- [TASK STATEMENT]: Show each line of the records that contains the word "outline", copying every such line in full. Case counts.

[Segmentation annotation records]

******

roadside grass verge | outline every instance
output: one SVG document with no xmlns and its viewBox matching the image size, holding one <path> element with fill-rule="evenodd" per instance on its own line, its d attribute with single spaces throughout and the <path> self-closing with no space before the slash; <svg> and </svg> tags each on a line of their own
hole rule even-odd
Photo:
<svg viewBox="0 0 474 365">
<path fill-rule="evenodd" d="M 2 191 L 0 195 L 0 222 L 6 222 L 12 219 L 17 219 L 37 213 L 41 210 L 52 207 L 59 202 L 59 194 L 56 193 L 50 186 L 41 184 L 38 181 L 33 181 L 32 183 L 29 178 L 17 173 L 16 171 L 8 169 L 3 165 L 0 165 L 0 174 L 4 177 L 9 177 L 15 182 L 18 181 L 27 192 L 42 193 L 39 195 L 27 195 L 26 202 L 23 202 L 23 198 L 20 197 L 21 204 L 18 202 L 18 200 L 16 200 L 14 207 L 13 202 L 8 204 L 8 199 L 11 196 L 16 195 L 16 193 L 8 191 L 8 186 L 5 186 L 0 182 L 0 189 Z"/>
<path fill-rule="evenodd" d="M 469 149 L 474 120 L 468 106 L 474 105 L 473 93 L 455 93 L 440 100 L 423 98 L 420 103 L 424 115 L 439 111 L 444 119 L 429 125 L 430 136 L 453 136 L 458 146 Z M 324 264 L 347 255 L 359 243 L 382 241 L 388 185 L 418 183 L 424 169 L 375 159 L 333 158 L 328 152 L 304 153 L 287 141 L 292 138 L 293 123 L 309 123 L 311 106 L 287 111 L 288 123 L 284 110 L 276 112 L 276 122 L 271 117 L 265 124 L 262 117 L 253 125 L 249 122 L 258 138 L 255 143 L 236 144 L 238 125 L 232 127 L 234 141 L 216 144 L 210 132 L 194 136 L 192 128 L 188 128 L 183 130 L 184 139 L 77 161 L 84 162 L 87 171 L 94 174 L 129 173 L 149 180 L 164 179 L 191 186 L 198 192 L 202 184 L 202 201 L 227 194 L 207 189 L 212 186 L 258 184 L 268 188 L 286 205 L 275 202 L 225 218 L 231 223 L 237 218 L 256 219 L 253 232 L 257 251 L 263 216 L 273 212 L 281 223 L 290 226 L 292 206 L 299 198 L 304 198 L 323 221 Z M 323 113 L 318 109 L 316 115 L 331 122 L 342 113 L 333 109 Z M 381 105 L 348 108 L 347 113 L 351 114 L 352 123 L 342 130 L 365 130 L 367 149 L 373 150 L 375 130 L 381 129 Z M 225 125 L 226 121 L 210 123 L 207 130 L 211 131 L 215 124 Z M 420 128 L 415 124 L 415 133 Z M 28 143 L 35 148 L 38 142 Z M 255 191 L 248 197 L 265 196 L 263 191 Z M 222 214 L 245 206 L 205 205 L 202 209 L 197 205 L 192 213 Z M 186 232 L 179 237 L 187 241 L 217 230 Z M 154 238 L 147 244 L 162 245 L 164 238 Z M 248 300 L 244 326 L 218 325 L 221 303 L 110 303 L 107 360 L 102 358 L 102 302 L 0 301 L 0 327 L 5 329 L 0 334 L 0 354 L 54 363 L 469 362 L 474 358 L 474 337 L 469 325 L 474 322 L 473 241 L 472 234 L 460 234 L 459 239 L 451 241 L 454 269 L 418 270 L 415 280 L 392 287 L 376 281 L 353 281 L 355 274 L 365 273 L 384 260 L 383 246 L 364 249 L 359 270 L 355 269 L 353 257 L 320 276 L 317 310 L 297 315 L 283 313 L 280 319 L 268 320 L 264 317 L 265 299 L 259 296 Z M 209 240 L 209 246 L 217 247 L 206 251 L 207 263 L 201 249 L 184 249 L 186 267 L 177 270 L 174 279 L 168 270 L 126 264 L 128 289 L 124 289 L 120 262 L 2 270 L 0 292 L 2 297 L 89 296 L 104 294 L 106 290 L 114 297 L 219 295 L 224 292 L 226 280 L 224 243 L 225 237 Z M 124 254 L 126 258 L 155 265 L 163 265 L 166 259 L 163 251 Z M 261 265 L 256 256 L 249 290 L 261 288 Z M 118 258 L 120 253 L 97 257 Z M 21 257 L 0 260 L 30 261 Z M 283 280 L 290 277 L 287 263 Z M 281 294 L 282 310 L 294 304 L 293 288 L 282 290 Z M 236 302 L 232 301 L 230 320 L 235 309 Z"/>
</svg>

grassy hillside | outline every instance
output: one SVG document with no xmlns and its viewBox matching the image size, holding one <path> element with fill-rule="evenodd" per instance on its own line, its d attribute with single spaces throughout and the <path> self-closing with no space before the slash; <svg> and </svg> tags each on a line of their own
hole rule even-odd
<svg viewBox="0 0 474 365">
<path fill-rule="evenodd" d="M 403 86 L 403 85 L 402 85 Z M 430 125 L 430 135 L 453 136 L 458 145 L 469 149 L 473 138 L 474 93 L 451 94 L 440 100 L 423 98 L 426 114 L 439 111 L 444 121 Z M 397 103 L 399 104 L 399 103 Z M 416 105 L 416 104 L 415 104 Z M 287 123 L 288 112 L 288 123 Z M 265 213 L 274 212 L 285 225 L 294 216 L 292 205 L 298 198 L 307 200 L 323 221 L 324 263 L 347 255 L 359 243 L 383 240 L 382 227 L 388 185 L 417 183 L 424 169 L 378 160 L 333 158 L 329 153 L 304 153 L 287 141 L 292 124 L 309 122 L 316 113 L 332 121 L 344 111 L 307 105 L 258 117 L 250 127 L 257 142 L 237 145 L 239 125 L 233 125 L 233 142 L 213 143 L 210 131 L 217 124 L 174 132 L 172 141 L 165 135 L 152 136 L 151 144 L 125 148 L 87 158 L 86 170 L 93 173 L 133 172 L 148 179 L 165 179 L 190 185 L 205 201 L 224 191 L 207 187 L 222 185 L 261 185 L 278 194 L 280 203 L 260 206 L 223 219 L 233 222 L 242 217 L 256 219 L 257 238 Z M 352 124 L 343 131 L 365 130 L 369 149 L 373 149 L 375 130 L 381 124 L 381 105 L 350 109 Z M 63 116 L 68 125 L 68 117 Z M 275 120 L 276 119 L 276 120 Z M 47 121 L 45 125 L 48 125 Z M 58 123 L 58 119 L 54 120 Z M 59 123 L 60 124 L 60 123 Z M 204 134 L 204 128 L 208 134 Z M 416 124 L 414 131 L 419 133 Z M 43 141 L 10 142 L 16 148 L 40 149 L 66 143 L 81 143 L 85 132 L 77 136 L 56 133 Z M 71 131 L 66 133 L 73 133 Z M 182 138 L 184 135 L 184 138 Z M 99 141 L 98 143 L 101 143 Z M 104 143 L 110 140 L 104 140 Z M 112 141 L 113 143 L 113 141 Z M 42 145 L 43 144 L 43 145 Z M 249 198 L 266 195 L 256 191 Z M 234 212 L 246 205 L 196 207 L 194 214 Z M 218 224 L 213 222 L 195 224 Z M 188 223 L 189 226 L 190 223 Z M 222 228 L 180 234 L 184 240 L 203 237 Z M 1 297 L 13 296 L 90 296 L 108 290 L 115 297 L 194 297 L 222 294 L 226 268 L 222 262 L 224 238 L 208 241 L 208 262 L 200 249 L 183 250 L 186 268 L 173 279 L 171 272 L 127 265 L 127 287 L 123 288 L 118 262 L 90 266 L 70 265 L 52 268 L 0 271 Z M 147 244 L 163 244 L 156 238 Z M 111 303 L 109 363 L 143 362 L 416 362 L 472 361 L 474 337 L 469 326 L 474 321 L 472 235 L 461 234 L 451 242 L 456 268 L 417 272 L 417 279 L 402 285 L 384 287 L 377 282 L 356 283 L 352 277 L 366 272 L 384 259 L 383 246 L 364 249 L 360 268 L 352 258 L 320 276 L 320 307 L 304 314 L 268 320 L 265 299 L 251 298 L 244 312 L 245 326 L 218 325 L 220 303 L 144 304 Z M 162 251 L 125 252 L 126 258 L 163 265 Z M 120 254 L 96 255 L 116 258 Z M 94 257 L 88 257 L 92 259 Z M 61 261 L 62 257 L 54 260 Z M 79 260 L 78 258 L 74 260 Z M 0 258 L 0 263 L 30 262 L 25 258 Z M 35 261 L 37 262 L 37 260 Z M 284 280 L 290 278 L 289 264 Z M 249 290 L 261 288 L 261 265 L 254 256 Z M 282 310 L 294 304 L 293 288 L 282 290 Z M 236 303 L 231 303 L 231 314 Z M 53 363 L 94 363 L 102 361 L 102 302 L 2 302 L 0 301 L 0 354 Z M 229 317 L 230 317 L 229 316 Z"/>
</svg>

******

- [SOLUTION TO THE PROBLEM]:
roadside grass verge | outline every instance
grassy hillside | outline every instance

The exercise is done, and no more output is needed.